#### WHAT NEEDS TO BE DONE:
In the entries below, count how many lines contain the string "benchmark", treating uppercase and lowercase as different, and give only that number.

#### MATERIAL PROVIDED:
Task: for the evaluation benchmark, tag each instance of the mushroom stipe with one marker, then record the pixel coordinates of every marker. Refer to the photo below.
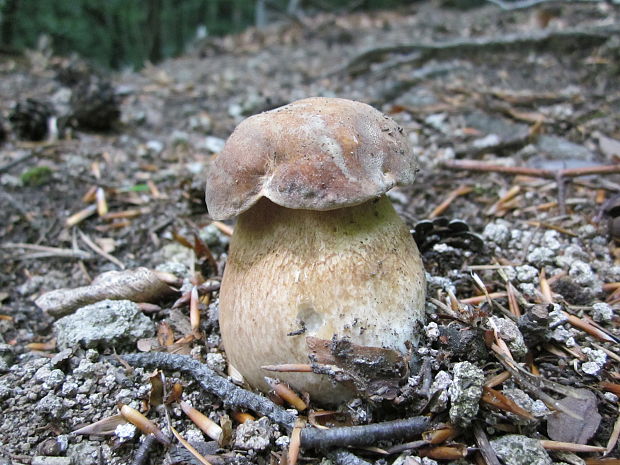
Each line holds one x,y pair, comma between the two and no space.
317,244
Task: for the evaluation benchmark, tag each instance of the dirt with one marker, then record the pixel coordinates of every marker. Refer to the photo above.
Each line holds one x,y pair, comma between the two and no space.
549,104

==

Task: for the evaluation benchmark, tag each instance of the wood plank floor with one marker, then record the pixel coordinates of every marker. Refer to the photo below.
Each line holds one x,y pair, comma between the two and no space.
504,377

--

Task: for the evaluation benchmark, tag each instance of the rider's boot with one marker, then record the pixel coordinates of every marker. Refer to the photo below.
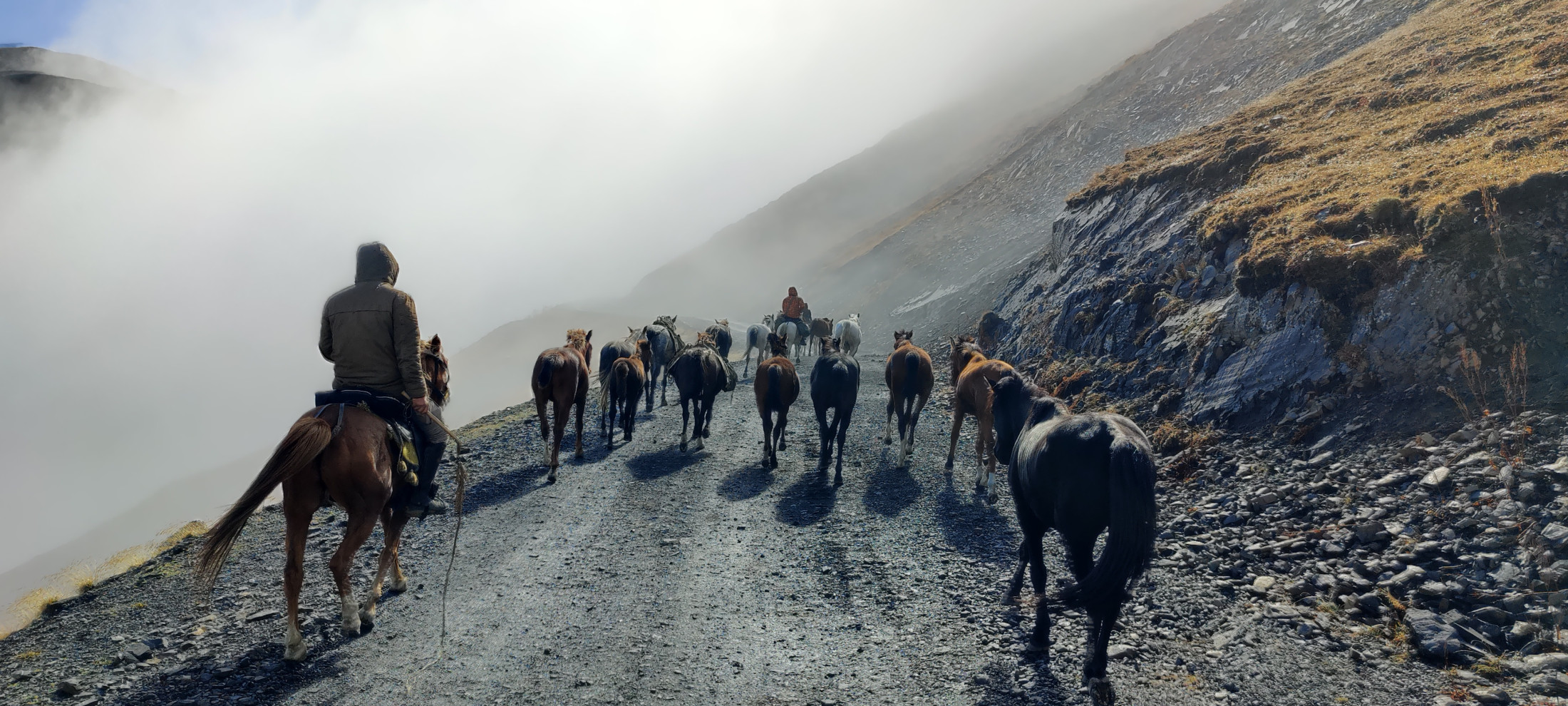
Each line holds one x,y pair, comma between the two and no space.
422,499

#### OUTPUT OF THE TASK:
4